--- Work to complete ---
Among the lines below, a stretch begins at the one with "the white cloud." and ends at the one with "the building facade.". Repeat that stretch exactly, ends included.

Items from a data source

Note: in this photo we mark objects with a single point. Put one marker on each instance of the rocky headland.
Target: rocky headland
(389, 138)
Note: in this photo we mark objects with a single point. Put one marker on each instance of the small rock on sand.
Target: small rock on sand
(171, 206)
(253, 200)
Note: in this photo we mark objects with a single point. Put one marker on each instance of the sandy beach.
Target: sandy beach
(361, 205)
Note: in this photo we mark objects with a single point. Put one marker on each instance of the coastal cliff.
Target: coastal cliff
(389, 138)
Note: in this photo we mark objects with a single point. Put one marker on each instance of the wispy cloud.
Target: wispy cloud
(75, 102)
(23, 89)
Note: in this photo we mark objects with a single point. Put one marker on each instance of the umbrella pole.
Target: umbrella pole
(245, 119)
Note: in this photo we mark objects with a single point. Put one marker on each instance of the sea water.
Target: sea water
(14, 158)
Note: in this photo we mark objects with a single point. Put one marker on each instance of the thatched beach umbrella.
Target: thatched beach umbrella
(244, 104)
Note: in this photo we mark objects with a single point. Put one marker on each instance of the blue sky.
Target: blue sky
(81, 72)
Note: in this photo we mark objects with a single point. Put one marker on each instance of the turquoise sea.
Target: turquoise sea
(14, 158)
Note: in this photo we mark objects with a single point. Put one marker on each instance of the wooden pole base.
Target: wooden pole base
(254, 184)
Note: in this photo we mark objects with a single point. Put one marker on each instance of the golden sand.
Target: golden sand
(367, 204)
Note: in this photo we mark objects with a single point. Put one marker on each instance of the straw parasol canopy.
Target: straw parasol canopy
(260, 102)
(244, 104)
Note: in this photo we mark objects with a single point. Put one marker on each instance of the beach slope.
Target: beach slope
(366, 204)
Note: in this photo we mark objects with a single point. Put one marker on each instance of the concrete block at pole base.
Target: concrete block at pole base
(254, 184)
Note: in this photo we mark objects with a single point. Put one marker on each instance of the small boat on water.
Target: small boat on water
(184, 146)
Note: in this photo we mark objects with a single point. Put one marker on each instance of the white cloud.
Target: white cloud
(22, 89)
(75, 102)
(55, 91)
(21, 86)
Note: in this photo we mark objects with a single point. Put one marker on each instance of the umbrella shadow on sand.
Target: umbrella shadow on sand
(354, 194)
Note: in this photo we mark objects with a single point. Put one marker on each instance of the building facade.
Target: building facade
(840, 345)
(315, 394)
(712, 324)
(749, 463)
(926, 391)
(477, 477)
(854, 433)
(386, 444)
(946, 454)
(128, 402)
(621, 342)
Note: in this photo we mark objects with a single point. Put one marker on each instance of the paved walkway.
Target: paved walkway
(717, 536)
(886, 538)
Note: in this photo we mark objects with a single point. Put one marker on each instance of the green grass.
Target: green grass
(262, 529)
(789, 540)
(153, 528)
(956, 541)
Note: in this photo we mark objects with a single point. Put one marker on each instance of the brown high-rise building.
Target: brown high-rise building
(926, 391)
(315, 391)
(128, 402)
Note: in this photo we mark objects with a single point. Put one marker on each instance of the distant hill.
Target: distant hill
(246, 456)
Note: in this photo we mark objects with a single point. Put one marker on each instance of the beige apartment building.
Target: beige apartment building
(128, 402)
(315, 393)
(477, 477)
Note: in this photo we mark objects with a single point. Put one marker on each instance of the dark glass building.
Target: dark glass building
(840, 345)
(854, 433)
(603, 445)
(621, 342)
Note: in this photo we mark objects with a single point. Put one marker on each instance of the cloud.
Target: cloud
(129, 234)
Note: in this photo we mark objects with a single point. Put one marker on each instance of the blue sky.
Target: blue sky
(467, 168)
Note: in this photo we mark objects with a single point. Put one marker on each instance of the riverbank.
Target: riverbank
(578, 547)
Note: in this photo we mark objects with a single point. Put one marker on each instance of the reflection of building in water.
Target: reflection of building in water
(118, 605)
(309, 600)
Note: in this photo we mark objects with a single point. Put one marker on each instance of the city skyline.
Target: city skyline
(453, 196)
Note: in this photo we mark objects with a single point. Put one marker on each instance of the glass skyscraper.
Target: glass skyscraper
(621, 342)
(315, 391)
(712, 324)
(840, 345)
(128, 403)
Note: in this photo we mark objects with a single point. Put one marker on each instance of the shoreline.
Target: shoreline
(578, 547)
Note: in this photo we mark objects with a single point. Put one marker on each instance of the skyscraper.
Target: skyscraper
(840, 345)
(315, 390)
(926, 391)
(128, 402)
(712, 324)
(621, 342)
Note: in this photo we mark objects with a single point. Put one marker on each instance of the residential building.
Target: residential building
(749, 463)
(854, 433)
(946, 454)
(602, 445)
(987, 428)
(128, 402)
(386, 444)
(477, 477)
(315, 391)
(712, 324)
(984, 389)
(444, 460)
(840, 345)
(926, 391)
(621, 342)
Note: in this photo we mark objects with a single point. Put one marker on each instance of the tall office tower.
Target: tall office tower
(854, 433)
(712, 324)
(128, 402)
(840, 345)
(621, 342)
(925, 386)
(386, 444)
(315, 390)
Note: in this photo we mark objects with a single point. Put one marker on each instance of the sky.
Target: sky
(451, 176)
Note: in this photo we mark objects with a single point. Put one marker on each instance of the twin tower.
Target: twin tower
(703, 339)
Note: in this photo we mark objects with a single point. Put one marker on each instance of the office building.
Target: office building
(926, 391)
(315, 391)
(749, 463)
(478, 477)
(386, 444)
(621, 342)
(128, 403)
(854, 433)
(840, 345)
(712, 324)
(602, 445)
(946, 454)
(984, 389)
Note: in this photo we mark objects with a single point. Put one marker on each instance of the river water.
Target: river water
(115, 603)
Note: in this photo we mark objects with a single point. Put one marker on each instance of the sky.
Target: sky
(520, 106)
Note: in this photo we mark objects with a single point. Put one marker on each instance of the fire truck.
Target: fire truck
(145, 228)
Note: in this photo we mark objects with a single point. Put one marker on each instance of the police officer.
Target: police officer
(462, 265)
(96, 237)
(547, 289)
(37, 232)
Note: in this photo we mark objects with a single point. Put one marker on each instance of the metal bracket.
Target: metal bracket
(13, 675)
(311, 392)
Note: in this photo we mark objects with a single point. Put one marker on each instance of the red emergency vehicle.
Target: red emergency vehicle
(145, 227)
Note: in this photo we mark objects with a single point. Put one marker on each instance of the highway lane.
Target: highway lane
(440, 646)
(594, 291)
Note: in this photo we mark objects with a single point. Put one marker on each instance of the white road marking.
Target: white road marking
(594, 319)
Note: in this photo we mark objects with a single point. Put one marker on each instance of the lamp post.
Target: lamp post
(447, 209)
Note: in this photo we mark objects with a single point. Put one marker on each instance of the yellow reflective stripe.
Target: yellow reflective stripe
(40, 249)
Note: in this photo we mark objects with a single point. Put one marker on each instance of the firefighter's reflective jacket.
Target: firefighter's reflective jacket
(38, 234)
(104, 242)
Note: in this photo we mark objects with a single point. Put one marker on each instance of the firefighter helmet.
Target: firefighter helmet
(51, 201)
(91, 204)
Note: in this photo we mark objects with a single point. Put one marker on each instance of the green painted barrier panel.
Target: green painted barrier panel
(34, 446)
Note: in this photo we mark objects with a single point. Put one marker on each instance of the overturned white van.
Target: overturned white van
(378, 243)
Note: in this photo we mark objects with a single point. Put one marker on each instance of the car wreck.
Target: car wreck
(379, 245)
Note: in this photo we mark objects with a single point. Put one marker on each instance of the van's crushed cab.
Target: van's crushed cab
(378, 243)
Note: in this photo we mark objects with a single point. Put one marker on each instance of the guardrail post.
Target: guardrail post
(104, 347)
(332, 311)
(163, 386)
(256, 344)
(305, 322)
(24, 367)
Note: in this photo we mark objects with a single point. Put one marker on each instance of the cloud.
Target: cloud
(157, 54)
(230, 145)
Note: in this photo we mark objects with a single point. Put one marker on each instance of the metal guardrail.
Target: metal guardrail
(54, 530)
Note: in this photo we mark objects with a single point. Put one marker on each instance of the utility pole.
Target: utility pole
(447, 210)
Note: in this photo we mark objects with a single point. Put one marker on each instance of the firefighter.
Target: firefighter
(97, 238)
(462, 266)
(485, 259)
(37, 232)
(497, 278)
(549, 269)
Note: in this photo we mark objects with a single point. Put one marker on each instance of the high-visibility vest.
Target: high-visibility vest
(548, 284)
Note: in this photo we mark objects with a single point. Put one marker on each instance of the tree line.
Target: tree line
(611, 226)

--- Solution to this problem ---
Note: in this photo we mark objects with a single point. Put one marker on each instance of the white cloud.
Target: white cloud
(22, 89)
(75, 102)
(55, 91)
(21, 86)
Note: in this photo we mark objects with a single point. Put one marker on each instance of the umbrella shadow on sand.
Target: umbrella shadow on sand
(354, 194)
Note: in this photo we mark objects with a single point. Put one marker on each instance of the building facade.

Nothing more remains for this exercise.